TASK TO CARRY OUT | Which of the rows below contain the string "wheel", with case matching exactly? Pull out each such row and copy it whole.

RECORDS FOR THE EXERCISE |
* START *

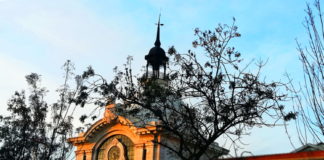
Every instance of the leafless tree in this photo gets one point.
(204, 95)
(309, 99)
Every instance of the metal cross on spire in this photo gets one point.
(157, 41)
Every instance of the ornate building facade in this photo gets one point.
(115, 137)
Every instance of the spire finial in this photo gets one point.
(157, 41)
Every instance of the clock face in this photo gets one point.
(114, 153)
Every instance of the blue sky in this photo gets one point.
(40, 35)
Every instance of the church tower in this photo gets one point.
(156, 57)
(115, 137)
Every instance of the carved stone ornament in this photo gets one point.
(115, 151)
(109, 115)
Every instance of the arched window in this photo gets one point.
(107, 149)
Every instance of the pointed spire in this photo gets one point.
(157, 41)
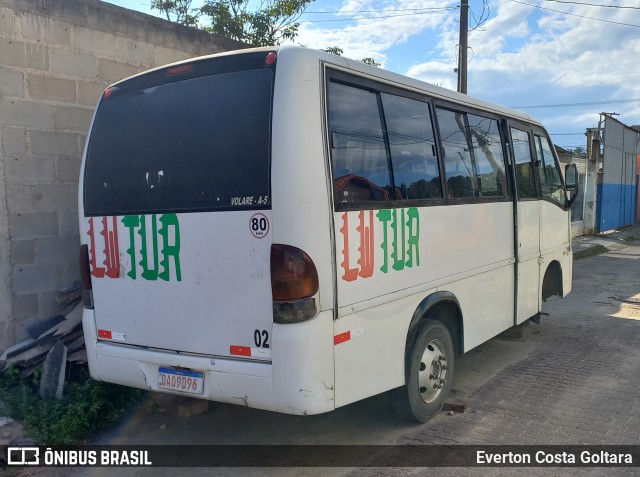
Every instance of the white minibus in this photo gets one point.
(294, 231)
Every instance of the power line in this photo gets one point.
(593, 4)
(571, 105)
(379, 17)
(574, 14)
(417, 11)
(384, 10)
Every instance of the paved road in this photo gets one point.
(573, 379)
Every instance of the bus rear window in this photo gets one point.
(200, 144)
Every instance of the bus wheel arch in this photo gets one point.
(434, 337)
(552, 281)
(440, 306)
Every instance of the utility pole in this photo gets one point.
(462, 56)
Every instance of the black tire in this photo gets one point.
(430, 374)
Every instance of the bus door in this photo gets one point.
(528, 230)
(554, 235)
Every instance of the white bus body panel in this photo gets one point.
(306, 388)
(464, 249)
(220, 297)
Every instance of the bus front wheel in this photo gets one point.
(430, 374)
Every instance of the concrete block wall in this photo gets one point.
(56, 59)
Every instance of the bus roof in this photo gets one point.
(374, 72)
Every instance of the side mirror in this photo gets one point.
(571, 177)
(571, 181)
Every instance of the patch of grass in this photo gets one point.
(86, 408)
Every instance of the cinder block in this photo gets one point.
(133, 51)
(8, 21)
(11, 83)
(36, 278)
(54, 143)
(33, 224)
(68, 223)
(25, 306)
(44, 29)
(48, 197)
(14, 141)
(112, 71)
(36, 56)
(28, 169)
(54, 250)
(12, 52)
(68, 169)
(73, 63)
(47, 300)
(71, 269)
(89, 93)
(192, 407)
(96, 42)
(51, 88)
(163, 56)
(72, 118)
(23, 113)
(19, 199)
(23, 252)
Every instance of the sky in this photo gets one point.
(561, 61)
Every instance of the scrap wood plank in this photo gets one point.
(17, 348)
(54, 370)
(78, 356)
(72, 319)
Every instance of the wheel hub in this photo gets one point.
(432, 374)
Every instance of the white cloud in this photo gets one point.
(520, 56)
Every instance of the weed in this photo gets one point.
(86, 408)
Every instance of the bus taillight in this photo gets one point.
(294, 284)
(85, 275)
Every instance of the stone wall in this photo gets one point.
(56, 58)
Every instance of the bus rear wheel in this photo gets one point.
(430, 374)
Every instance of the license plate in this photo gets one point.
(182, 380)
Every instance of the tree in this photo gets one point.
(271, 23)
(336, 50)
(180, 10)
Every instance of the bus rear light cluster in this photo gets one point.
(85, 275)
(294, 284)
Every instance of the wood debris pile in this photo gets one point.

* END *
* START *

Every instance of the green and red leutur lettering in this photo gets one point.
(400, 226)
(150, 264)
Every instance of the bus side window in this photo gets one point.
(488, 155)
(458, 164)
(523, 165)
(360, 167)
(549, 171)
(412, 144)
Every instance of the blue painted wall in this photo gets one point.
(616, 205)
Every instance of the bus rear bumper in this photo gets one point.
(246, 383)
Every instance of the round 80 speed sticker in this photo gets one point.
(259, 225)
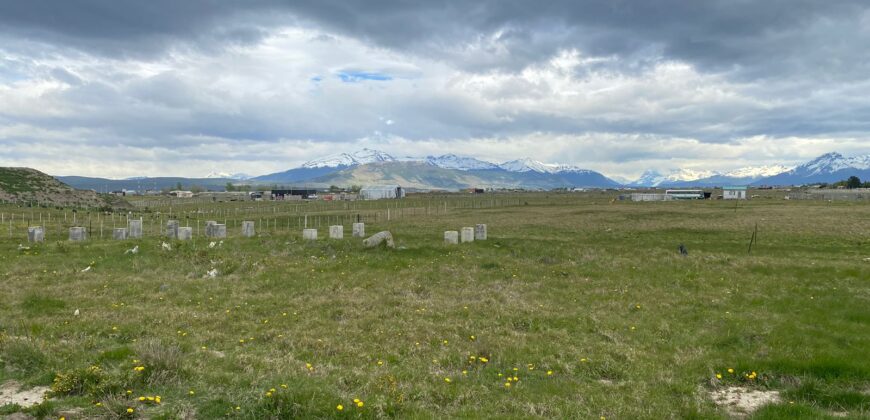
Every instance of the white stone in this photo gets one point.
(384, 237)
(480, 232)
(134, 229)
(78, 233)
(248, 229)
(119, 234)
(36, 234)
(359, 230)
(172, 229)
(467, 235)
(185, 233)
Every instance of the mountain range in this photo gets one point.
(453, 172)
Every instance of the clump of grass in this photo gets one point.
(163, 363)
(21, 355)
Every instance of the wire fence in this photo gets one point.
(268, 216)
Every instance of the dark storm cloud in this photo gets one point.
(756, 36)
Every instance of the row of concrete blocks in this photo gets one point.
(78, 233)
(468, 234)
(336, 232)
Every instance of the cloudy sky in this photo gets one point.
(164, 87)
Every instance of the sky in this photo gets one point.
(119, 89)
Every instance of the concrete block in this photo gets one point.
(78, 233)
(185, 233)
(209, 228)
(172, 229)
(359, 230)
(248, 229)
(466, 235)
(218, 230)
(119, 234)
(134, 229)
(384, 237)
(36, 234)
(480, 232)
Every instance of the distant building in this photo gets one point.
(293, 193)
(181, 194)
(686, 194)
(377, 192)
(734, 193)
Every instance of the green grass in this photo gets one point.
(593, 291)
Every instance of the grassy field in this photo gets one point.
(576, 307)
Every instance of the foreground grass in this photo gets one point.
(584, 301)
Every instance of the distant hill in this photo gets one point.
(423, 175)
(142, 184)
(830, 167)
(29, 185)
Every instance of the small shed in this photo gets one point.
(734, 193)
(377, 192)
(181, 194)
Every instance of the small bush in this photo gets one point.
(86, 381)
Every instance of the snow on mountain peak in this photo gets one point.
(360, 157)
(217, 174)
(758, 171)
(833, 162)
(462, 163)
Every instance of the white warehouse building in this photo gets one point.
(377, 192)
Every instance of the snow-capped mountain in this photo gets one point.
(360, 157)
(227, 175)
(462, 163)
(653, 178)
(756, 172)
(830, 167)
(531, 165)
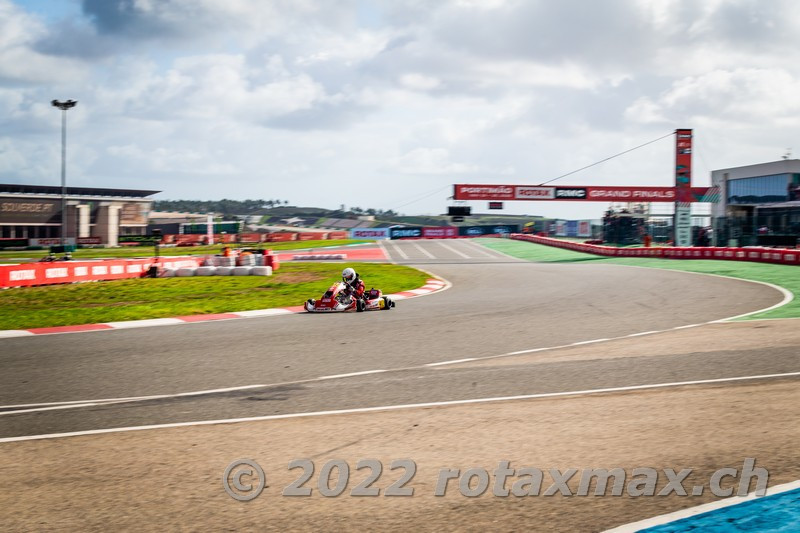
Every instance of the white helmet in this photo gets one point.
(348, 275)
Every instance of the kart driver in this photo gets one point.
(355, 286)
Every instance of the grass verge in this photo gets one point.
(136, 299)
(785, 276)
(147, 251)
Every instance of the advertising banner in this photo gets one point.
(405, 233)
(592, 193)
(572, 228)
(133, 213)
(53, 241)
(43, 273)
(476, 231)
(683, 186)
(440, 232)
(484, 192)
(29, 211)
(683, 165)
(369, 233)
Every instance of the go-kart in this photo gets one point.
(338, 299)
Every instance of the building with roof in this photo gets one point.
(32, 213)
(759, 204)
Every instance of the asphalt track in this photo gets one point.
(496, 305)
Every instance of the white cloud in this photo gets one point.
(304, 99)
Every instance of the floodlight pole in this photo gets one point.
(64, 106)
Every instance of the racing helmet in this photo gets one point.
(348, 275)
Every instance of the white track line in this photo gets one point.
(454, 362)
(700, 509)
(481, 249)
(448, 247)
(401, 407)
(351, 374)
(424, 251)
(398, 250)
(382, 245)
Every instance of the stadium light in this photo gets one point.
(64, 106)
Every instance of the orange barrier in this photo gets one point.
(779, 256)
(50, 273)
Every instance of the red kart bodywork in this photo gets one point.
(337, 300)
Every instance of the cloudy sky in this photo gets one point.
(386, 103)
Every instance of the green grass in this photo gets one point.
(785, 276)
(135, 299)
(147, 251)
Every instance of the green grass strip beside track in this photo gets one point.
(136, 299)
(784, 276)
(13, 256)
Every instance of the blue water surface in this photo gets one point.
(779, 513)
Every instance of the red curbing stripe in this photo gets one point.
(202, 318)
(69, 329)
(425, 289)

* END *

TASK ANSWER |
Every instance of the bus wheel arch in this photo gets one point.
Every instance of the bus front wheel in this photo gets one point.
Every instance of the wheel hub in this photo gets one point.
Every instance of the bus rear wheel in this photo gets one point.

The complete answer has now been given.